__Excerpted passage__:
◆ ◆ ◆ ◆ ◆ ◆ ◆
The Miracle Question
Miracle questions are another very effective couples therapy exercises that help to know about each other’s dreams and desires. This helps you both to understand what the significant other needs to be happy in the relationship.
You can frame the questions like- suppose you woke up one day, a miracle occurred that made your life better, so what will you notice that would mean a better life?
This way, you can find out what kind of future your partner wants.
Eliminating Stress Triggers
Stress triggers can be anything that causes arguments between you and your partners, like financial instability or health concerns. Work together as a team to find out these triggers and get rid of them to better your relationship.
The Good Qualities List
It is important to remind yourself why you love your partner- The Good qualities list will help you remember all those things. Make a list of what you appreciate in your partner, what are the ways they show care and love for you, your favorite memories with them, their good qualities, etc.
◆ ◆ ◆ ◆ ◆ ◆ ◆
__Extracted material__:
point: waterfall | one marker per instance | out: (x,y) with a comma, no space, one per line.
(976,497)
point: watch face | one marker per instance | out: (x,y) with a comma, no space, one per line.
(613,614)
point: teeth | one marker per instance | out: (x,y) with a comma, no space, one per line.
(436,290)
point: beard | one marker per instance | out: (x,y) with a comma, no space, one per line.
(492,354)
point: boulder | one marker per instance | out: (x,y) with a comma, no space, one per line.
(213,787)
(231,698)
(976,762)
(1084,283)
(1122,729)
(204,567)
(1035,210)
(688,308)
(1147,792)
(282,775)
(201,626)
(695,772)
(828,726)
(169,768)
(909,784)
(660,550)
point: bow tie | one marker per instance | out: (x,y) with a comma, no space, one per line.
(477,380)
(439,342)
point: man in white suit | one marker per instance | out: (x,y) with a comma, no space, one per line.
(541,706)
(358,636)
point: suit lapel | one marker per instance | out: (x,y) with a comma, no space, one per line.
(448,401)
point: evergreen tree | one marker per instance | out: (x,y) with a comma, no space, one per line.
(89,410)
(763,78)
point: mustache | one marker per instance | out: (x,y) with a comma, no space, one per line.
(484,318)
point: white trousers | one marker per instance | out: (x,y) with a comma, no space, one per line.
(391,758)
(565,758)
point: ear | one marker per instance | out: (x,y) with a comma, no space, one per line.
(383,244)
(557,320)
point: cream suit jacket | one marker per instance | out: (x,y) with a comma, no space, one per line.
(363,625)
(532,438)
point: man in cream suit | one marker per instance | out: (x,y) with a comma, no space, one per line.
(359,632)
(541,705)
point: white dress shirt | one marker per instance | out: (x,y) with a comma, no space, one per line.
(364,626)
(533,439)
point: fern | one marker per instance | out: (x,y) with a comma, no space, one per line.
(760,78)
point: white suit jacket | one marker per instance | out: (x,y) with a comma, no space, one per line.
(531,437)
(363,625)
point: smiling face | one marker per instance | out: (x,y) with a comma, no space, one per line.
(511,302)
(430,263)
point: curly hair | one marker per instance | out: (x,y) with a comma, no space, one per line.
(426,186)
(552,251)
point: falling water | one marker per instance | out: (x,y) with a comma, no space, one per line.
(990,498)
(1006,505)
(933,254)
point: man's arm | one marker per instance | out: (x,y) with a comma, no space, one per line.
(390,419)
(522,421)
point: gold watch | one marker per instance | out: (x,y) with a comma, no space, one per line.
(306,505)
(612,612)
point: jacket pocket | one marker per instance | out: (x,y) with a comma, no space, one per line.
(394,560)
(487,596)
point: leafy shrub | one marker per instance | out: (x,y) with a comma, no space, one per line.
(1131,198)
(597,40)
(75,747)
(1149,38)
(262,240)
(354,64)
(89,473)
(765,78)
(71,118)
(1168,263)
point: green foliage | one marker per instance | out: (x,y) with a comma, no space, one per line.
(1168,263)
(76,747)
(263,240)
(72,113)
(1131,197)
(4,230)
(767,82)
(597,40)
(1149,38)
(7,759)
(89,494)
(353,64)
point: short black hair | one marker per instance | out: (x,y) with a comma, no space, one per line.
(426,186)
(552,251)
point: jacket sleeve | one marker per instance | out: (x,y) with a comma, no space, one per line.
◆ ◆ ◆ ◆ ◆ ◆ ◆
__Set of tasks__:
1 - Reproduce word for word the part of the couples therapy passage from "Eliminating Stress Triggers" up to and including "better your relationship.".
2 - What two examples of stress triggers does the couples therapy passage give?
3 - What does the couples therapy passage say, summed up in two sentences?
The lines play no part in what you are asked to do here.

__Responses to the tasks__:
1 -
Eliminating Stress Triggers
Stress triggers can be anything that causes arguments between you and your partners, like financial instability or health concerns. Work together as a team to find out these triggers and get rid of them to better your relationship.

2 - Financial instability and health concerns.

3 - The miracle question asks what you would notice if a miracle made your life better, which reveals what your partner needs to be happy and what future they want. Partners can also work as a team to find and get rid of stress triggers such as financial instability or health concerns, and each can make a list of what they appreciate in the other to remember why they love them.